> [Records shown]:
--*--

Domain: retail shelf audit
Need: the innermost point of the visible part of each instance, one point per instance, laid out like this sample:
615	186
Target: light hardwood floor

--*--

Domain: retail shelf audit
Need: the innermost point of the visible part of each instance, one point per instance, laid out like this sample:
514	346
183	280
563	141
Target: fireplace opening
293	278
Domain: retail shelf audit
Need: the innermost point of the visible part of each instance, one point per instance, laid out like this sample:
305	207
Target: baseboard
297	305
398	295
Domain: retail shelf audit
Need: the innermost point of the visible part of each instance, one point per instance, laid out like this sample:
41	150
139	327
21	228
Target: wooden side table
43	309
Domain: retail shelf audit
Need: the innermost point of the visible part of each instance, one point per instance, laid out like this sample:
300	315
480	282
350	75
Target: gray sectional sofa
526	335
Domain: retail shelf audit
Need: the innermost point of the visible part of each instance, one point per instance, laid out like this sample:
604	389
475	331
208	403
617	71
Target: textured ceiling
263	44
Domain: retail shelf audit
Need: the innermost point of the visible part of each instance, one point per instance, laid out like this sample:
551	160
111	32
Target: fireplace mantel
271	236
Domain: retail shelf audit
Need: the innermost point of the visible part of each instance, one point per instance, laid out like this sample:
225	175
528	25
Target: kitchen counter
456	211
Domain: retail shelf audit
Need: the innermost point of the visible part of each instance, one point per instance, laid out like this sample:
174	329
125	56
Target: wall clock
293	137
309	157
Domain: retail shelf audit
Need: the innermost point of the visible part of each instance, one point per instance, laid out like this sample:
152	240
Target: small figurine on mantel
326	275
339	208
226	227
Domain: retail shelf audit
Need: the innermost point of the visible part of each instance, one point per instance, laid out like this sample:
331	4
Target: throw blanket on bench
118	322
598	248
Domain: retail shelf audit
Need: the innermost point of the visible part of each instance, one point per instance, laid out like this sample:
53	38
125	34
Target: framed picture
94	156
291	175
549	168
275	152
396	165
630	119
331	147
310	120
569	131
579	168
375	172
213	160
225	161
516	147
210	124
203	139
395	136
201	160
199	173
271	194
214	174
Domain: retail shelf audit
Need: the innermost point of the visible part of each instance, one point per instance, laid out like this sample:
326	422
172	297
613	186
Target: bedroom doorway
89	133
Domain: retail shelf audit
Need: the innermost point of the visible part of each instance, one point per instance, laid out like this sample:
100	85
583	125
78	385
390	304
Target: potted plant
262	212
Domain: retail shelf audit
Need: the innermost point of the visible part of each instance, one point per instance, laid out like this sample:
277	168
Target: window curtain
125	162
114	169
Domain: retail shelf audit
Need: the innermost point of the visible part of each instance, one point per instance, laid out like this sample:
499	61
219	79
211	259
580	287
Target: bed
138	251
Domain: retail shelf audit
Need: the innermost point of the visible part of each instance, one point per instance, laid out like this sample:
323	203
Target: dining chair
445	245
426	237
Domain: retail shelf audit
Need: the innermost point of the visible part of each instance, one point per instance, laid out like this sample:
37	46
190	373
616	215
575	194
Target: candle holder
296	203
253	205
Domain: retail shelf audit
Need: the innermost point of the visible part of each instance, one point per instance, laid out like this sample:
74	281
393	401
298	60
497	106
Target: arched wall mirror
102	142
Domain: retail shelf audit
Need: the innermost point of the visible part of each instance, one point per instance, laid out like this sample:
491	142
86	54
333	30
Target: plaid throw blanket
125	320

--*--

> [The problem]: Which lines above contain the word "mantel"? Copy each of them in full.

> [Correct response]:
Target: fireplace mantel
Target: small figurine on mantel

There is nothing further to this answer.